WHAT THIS TASK INVOLVES:
Take every line containing "below" out of the records.

*** Opening of EXERCISE MATERIALS ***

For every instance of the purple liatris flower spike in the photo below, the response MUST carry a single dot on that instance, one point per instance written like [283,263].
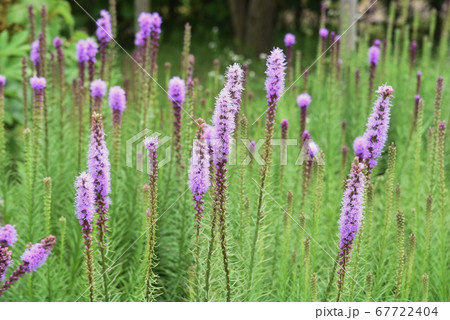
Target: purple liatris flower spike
[35,255]
[412,53]
[99,169]
[91,49]
[313,149]
[5,262]
[35,53]
[155,25]
[323,32]
[199,173]
[374,54]
[176,93]
[104,30]
[378,125]
[8,235]
[145,21]
[289,40]
[360,148]
[84,210]
[81,51]
[275,72]
[223,121]
[57,42]
[234,85]
[38,84]
[84,201]
[351,215]
[284,126]
[98,91]
[117,102]
[303,101]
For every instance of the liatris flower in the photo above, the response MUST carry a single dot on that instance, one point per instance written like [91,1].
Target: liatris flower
[141,39]
[351,216]
[155,32]
[176,94]
[104,31]
[5,261]
[32,23]
[378,126]
[8,235]
[374,57]
[99,169]
[312,150]
[186,49]
[412,54]
[38,85]
[34,54]
[104,35]
[57,43]
[234,85]
[151,143]
[98,91]
[118,103]
[289,41]
[223,121]
[360,148]
[82,58]
[84,210]
[91,53]
[276,65]
[199,175]
[303,101]
[419,76]
[33,257]
[2,126]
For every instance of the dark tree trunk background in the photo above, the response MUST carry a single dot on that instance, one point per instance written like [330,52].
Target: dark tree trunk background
[253,22]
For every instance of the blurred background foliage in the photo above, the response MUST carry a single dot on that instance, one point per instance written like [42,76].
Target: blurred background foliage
[221,29]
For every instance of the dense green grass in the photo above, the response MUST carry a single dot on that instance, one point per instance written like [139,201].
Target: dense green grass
[284,263]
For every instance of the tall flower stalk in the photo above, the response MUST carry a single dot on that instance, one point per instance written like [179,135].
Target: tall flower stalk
[2,132]
[276,65]
[303,101]
[98,91]
[8,237]
[374,57]
[289,41]
[104,36]
[223,121]
[151,145]
[84,211]
[351,216]
[57,44]
[99,169]
[118,103]
[199,176]
[33,257]
[377,127]
[177,93]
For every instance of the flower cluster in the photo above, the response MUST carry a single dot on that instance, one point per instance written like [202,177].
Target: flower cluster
[104,30]
[35,255]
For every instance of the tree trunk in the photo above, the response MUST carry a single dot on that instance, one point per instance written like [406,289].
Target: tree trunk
[260,24]
[238,11]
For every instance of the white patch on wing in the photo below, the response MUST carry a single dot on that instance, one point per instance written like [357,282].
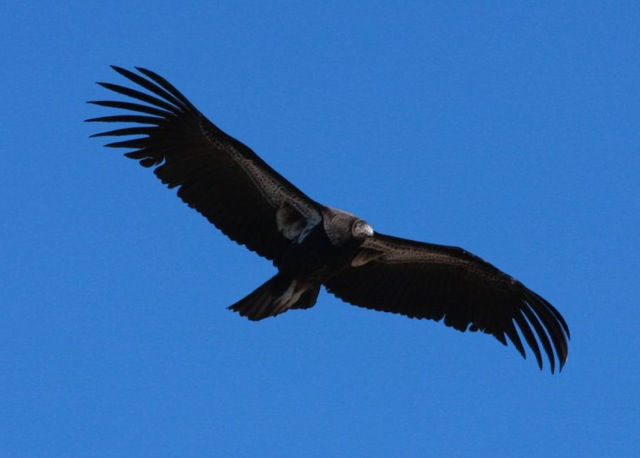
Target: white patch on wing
[364,257]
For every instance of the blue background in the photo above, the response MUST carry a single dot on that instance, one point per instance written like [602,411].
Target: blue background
[507,128]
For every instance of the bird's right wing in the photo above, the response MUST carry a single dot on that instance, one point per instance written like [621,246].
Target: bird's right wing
[423,280]
[217,175]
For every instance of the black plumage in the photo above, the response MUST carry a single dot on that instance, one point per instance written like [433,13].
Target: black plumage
[314,245]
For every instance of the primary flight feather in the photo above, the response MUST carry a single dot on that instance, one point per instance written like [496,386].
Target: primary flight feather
[312,244]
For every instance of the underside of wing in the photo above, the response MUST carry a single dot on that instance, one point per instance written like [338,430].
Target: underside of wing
[215,174]
[422,280]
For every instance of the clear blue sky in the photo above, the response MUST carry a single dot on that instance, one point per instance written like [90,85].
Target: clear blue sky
[509,129]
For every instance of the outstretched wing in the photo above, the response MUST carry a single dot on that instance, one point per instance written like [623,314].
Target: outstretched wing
[217,175]
[437,282]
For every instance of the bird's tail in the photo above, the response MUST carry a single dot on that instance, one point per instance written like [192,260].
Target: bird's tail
[276,296]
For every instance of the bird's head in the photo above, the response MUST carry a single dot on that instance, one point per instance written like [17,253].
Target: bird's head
[360,229]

*** Close of EXERCISE MATERIALS ***

WRITTEN SOLUTION:
For every instance of the purple liatris flower spike in the photo below, the response MUST carry a single dot on that instance, one point per instance written like [283,263].
For every instance of the white patch on wing in the photo below, the response MUST carry a single dot on that instance, one point per instance written like [357,282].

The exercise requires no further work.